DOCUMENT SECTION —
Once you’ve made the dough and chilled it (at least an hour in the fridge), treat it just like you would the usual pie dough. Roll it out on a floured surface, maneuver it as confidently as possible into a 9-inch pie dish, trim the edges, and crimp up the sides however pleases you. (A little inspiration from the one, the only, the great Erin McDowell.)

What’s that! You want to make a bunch of extremely adorable quiches in mini tartlet pans instead of in one big pie plate? Be my guest! All of the following still applies, except that they will bake more quickly than a larger quiche—the exact time will depend on the size of your tartlet pans. Just keep a careful eye on them, and set the pans on a large baking sheet so that you can pull them in and out of the oven together.

Pop the whole thing into the fridge for a few minutes while you preheat the oven to 425° F and recall the details of parbaking crust, which will pre-cook (and crisp) the crust before the egg custard goes in. It should chill at least 20 minutes. Prick the cold dough with a fork a couple of times, then set a sheet of parchment paper inside, fill with pie weights (or dried beans), and bake for 10 to 15 minutes, until the edges of the crust are beginning to turn golden. You’re doing great so far!

DATA EXTRACT —
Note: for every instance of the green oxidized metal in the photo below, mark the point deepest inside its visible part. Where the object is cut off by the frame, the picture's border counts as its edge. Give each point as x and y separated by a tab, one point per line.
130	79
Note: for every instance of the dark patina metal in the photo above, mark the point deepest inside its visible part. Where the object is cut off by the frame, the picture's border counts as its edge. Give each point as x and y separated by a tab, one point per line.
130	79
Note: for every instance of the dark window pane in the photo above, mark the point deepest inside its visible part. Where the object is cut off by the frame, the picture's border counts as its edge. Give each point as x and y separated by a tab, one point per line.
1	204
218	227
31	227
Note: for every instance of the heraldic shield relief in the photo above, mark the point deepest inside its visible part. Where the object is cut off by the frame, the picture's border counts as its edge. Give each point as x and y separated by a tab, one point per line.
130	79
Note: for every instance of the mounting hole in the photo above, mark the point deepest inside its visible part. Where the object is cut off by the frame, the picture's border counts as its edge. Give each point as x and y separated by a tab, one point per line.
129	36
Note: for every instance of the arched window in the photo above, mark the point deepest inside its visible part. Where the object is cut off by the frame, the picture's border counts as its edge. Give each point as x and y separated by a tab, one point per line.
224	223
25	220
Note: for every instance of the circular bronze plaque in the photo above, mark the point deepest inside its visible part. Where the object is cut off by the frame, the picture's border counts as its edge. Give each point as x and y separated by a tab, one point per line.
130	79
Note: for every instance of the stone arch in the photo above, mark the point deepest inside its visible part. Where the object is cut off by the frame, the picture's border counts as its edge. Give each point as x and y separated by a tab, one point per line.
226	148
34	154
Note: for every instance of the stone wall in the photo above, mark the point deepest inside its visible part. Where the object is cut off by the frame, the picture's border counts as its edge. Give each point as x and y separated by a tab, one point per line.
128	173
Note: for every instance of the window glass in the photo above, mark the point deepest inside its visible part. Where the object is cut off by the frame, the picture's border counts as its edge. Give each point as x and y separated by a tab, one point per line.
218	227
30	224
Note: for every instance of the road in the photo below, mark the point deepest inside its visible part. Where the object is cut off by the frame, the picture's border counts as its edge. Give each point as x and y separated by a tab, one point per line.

WHAT TO DO —
• 1. Translate this sentence from the quiche crust text into Spanish: "It should chill at least 20 minutes."
• 2. Duplicate the quiche crust text between "Once you’ve made" and "the oven together.", inclusive.
The lines are separate material from the quiche crust text.

REPLIES —
• 1. Debe enfriarse al menos 20 minutos.

• 2.
Once you’ve made the dough and chilled it (at least an hour in the fridge), treat it just like you would the usual pie dough. Roll it out on a floured surface, maneuver it as confidently as possible into a 9-inch pie dish, trim the edges, and crimp up the sides however pleases you. (A little inspiration from the one, the only, the great Erin McDowell.)

What’s that! You want to make a bunch of extremely adorable quiches in mini tartlet pans instead of in one big pie plate? Be my guest! All of the following still applies, except that they will bake more quickly than a larger quiche—the exact time will depend on the size of your tartlet pans. Just keep a careful eye on them, and set the pans on a large baking sheet so that you can pull them in and out of the oven together.